§ **Do this**
Select each line in the records below that contains the string "blue", with uppercase and lowercase letters treated as distinct.

━━━━━━

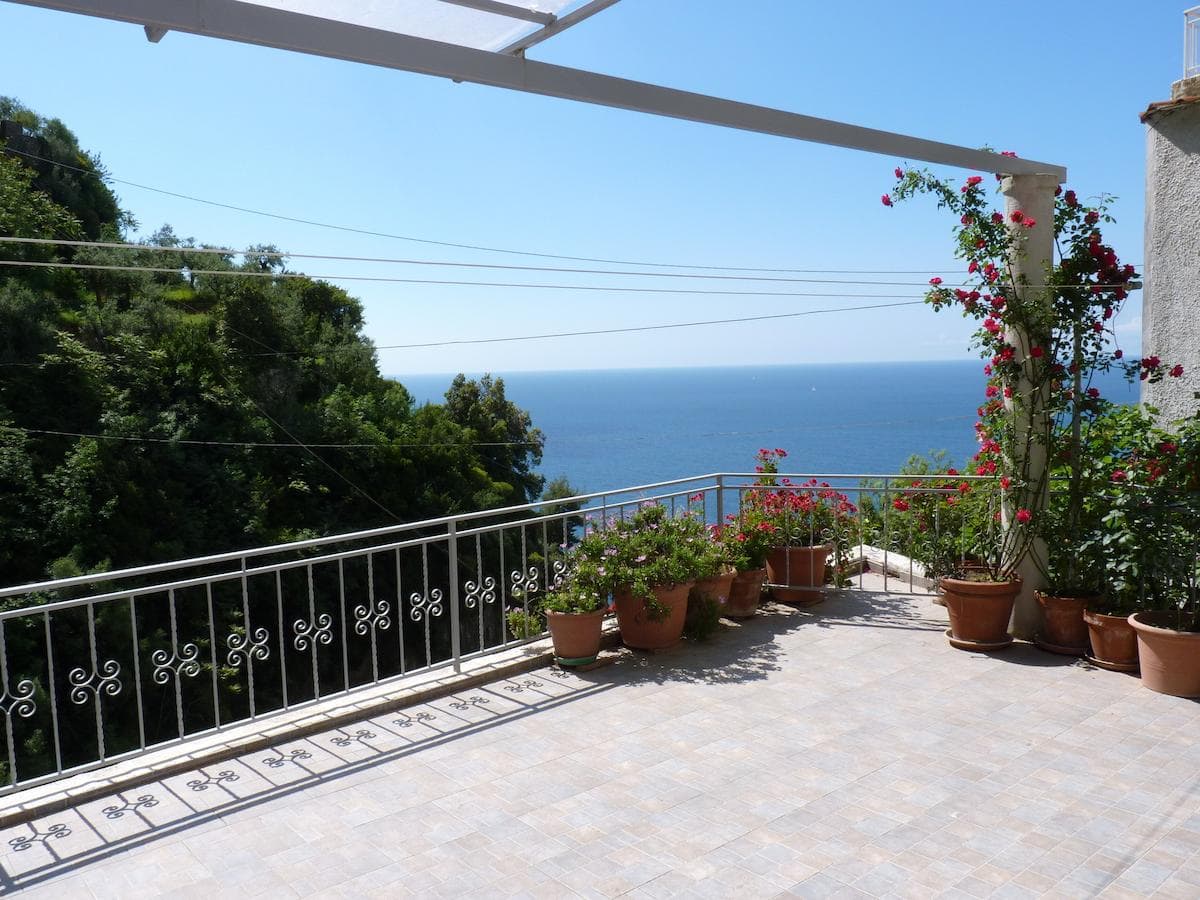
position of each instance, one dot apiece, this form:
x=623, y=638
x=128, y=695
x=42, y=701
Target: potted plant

━━━━━━

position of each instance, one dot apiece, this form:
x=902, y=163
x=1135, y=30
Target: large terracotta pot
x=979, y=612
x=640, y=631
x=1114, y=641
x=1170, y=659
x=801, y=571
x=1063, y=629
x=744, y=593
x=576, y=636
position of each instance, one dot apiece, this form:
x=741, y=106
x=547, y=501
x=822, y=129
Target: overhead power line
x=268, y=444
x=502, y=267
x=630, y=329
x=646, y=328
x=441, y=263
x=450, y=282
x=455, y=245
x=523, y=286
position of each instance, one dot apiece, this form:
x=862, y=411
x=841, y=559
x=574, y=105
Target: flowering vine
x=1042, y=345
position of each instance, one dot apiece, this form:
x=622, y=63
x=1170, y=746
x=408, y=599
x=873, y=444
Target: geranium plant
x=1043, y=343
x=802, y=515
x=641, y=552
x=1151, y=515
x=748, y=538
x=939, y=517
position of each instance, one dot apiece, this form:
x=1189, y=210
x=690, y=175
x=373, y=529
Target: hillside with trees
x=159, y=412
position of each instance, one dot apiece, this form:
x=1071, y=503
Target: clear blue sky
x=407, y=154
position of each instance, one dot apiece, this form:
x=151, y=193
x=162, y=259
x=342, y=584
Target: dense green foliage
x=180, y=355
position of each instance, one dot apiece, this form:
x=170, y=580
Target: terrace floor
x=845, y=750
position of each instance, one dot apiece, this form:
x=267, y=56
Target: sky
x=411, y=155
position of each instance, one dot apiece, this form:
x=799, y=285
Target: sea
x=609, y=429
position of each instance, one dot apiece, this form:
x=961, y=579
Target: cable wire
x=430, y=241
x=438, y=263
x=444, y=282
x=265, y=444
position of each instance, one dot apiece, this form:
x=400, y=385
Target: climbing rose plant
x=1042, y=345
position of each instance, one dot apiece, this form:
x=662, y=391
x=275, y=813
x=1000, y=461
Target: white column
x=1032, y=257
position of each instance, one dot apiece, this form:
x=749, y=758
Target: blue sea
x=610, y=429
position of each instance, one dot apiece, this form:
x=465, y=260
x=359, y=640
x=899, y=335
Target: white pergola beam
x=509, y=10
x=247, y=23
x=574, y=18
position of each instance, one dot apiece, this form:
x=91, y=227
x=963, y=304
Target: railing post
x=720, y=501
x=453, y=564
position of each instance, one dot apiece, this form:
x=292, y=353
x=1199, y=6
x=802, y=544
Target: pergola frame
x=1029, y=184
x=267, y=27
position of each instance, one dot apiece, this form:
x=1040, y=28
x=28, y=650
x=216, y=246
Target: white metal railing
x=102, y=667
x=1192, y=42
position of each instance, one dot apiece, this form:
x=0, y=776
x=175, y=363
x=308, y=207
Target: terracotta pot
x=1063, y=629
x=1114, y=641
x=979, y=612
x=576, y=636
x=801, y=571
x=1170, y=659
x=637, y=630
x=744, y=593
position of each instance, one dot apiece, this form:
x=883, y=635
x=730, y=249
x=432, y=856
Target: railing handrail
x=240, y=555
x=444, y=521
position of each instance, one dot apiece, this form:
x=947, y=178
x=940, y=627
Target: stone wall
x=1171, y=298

━━━━━━

§ **Reply to the task**
Target: clear blue sky
Target: blue sea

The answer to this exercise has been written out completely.